The answer should contain only the lines from the beginning of the entries through the line that holds "Detect the broad", given again exactly, with no pictures.
====== Exercise inputs ======
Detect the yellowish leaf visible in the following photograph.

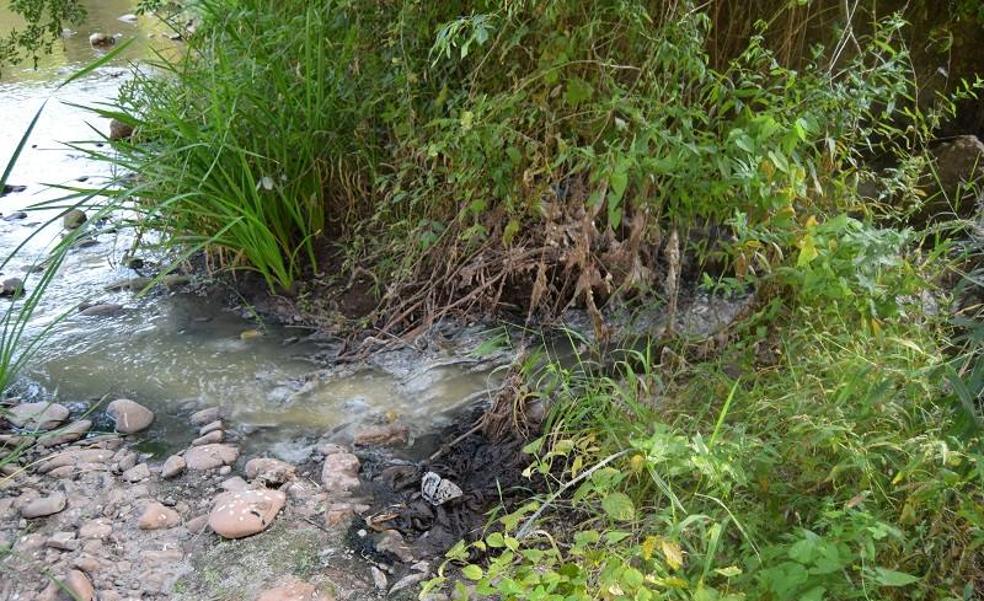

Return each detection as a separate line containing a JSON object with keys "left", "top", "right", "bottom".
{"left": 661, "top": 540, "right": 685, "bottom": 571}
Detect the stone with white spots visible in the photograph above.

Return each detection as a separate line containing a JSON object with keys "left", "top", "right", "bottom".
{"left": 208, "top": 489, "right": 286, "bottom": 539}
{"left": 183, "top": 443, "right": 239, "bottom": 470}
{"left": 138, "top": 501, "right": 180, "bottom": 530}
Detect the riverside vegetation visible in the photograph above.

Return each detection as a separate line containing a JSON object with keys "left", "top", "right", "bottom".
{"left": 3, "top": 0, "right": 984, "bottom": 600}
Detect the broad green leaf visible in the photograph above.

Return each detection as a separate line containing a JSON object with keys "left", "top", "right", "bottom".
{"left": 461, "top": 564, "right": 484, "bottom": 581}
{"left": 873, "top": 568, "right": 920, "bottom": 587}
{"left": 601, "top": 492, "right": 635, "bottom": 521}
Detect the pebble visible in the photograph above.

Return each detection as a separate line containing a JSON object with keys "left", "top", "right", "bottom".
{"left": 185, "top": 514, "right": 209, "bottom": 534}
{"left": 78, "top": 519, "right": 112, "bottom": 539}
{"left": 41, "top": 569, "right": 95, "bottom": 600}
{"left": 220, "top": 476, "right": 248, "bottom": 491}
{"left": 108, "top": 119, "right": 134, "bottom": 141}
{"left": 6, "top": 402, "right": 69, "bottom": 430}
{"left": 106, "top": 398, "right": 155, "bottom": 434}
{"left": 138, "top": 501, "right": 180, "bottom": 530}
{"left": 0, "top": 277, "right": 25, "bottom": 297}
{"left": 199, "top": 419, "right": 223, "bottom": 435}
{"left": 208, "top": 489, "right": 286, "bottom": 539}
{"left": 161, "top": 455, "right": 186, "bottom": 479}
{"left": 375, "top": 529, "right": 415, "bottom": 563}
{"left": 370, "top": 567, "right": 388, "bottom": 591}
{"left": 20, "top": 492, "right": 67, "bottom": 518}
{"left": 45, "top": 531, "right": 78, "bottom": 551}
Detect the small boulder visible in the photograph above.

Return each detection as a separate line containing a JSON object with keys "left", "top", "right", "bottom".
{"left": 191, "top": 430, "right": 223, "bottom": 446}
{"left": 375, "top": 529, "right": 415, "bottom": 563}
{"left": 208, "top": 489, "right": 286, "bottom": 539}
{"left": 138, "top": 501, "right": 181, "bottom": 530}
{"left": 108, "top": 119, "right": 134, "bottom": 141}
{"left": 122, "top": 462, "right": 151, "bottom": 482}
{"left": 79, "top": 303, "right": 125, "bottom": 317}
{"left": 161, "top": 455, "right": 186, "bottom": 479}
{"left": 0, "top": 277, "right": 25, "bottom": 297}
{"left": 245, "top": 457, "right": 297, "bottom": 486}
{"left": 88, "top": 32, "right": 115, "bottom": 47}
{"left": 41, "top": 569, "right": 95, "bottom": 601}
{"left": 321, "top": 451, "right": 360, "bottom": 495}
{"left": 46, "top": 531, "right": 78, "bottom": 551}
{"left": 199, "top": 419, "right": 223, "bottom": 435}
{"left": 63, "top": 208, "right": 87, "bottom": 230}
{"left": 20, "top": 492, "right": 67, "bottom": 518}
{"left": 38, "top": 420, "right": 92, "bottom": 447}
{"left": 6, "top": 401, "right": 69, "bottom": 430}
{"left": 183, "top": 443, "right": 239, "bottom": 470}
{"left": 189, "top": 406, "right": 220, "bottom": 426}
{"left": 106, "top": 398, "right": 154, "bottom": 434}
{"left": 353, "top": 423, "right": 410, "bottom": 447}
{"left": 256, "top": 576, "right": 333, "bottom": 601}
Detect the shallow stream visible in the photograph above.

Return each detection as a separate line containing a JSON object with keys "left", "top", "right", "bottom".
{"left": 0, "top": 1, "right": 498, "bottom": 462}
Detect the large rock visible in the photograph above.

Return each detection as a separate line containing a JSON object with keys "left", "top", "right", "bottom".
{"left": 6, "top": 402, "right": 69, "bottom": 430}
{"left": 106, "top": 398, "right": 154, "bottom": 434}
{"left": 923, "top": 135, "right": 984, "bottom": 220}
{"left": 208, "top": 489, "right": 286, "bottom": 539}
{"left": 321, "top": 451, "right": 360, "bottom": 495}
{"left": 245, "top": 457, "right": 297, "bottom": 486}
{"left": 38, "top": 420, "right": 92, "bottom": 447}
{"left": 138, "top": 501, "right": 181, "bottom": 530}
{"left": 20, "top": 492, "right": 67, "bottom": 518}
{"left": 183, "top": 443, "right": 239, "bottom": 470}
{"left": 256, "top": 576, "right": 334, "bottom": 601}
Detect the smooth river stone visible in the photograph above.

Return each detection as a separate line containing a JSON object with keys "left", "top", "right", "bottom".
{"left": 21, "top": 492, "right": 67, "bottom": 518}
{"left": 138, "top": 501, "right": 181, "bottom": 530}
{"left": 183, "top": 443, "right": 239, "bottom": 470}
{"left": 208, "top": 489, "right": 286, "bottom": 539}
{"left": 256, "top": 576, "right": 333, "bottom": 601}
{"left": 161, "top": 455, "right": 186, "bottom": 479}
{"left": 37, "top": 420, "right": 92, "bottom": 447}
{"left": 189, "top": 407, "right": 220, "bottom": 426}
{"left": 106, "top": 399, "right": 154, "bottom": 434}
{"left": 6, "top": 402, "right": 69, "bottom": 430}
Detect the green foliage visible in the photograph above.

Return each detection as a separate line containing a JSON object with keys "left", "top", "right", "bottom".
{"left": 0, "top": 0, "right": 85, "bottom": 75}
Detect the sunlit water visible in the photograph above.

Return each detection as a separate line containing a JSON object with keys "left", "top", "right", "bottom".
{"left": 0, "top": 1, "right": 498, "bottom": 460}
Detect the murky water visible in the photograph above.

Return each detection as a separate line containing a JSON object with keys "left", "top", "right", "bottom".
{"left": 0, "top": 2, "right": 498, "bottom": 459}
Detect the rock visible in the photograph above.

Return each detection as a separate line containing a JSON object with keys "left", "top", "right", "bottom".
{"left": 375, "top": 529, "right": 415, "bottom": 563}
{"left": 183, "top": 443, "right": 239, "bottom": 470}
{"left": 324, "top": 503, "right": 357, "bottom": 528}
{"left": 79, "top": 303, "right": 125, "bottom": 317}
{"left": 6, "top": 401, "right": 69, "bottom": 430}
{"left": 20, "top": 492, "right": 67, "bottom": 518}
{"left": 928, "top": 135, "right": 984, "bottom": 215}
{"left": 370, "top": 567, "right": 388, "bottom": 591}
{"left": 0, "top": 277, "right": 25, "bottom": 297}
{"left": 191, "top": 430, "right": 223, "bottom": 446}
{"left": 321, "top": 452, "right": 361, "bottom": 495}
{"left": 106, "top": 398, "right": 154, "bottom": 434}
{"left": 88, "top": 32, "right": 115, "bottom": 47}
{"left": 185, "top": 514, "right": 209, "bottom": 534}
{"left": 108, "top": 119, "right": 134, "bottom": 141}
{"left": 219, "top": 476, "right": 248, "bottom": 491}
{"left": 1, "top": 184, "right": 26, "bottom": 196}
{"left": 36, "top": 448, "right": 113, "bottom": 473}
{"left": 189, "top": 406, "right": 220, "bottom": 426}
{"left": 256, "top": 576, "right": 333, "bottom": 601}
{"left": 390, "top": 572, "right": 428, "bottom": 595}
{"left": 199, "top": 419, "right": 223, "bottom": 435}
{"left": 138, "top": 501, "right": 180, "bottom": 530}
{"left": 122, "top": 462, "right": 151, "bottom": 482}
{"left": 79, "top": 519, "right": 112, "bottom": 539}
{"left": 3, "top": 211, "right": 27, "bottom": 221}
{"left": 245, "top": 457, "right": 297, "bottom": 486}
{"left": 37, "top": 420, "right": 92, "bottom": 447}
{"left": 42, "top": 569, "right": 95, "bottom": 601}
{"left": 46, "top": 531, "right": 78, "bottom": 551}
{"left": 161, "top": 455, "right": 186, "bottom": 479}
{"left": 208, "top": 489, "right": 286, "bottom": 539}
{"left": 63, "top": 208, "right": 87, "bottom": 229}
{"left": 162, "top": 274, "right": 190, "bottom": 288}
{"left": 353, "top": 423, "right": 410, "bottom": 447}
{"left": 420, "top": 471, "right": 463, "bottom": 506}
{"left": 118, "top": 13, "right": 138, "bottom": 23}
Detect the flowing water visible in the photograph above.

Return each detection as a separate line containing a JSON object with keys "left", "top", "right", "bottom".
======
Answer space:
Detect the yellowish leaf visible in the following photograph.


Return each detection as a separate line containing a JSON object with keys "left", "top", "right", "bottom".
{"left": 661, "top": 540, "right": 685, "bottom": 571}
Detect the stone with white spots visible in the photograph above.

Return each detection as a separate line containing a JSON object with keys "left", "top", "right", "bottom".
{"left": 208, "top": 489, "right": 286, "bottom": 539}
{"left": 183, "top": 443, "right": 239, "bottom": 470}
{"left": 138, "top": 501, "right": 180, "bottom": 530}
Detect the riverside vegetation visible in the photograph above.

Return each detection as a separate line containing a JSON object with keys "left", "top", "right", "bottom".
{"left": 3, "top": 0, "right": 984, "bottom": 600}
Detect the broad green leaf visible in the photograph above.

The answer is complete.